DOCUMENT SEGMENT —

Friday, May 8, 2015

The sorry saga of Syriza


In its first hundred days Greece’s government has failed dismally. A crunch looms
May 9th 2015 | From the print edition

Charlemagne
The Economist

IN RECENT months the walls of the B. & M. Theocharakis Foundation in Athens have been lined with mementoes of European support for Greece’s freedom. “Philhellenism”, an exhibition, tells the story of the material and moral backing that Romantics like the English poet Byron gave Greece during its independence fight against the Ottomans. The contemporary resonances are obvious. Showing some children around, Dimitra Varkarakis, who with her husband, Michael, owns the works on display, pointed to a German painting. One girl stopped short. “Aren’t we in a fight with Germany?” she asked. “No,” replied Mrs Varkarakis. “We are all friends.” After recounting this tale she casts Charlemagne an earnest look. “Europeans,” she says, “must love each other.”


That is a noble aim, for some Europeans have lately struggled even to speak to each other. Two weeks ago, after a particularly disastrous meeting, Yanis Varoufakis, Greece’s finance minister, declared that he welcomed the hatred directed against him in the euro zone. After more than three months of fruitless negotiations with Mr Varoufakis, the reserves of Philhellenism among Greece’s partners have run utterly dry. “They are living in cloud-cuckoo land,” says one Brussels official.

GIVEN TASK 1 —
Report each line of the records that contains the word "stripe".
The Syriza article and the records are separate material with no connection to each other.

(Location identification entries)
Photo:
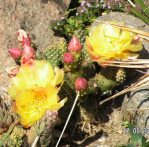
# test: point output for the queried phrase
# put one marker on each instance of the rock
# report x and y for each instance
(135, 105)
(35, 17)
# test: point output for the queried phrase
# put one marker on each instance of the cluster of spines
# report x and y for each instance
(55, 52)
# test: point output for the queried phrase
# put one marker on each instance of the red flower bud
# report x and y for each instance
(28, 55)
(74, 45)
(68, 58)
(81, 84)
(15, 53)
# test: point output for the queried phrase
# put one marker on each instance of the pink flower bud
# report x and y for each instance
(136, 40)
(15, 53)
(68, 58)
(23, 37)
(28, 55)
(74, 45)
(81, 84)
(12, 71)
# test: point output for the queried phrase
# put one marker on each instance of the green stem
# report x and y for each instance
(143, 6)
(140, 15)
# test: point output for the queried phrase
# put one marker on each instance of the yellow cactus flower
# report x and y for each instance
(106, 42)
(35, 90)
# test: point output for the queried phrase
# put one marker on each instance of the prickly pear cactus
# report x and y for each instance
(108, 78)
(54, 53)
(121, 75)
(6, 118)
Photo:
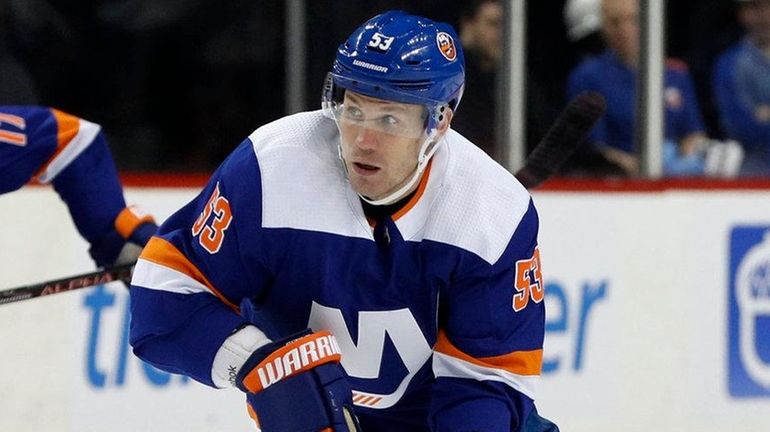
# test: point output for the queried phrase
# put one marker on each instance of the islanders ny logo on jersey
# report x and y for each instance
(749, 312)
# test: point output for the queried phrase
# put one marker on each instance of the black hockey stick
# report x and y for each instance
(568, 132)
(85, 280)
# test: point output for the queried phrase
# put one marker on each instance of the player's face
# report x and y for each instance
(620, 26)
(380, 143)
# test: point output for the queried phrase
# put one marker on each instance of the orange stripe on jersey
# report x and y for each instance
(17, 121)
(517, 362)
(15, 138)
(128, 219)
(420, 190)
(162, 252)
(67, 127)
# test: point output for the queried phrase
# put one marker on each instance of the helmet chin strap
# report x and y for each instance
(427, 149)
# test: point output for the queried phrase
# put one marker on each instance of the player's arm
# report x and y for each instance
(206, 261)
(488, 356)
(51, 147)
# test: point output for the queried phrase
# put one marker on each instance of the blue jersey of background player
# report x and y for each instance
(410, 254)
(741, 84)
(45, 145)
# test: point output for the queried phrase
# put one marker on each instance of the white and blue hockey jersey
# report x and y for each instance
(47, 146)
(438, 309)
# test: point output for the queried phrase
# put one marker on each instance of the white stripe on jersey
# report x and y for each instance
(480, 204)
(303, 181)
(153, 276)
(87, 131)
(448, 366)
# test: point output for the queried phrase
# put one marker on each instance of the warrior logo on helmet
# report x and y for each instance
(446, 45)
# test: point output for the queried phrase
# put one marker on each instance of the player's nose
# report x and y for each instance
(366, 138)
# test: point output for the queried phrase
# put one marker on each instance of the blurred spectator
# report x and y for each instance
(613, 74)
(481, 31)
(742, 87)
(584, 19)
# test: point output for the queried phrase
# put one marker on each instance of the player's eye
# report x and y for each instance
(389, 120)
(353, 113)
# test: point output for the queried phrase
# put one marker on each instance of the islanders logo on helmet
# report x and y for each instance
(446, 44)
(403, 58)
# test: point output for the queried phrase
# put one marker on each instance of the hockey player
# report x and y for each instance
(46, 145)
(364, 254)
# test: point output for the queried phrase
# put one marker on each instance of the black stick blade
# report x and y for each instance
(569, 130)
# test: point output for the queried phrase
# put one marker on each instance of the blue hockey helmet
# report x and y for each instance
(403, 58)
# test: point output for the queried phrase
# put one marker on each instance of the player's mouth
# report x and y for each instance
(365, 169)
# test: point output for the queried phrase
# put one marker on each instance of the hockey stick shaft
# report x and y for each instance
(567, 133)
(84, 280)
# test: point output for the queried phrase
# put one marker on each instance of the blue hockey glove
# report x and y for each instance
(296, 384)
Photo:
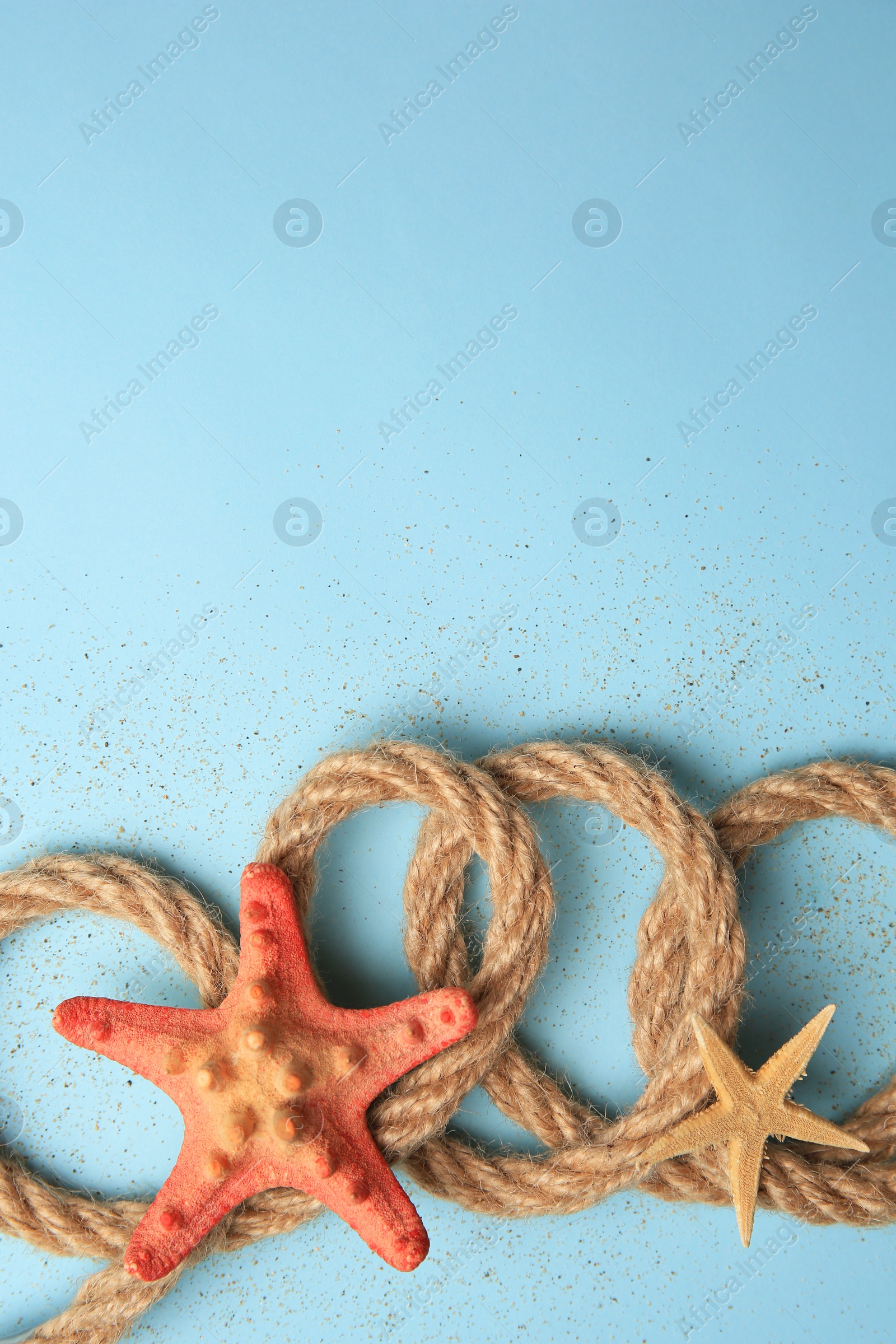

GIVEN TASK 2 —
Reproduce the Syriza article from "That is a noble" up to and including "one Brussels official.", substituting "contempt" for "hatred".

WRITTEN REPLY 1 —
# put one marker on each instance of the orange stripe on jersey
# put one marker on each instance of the white stripe on jersey

WRITTEN REPLY 2 —
That is a noble aim, for some Europeans have lately struggled even to speak to each other. Two weeks ago, after a particularly disastrous meeting, Yanis Varoufakis, Greece’s finance minister, declared that he welcomed the contempt directed against him in the euro zone. After more than three months of fruitless negotiations with Mr Varoufakis, the reserves of Philhellenism among Greece’s partners have run utterly dry. “They are living in cloud-cuckoo land,” says one Brussels official.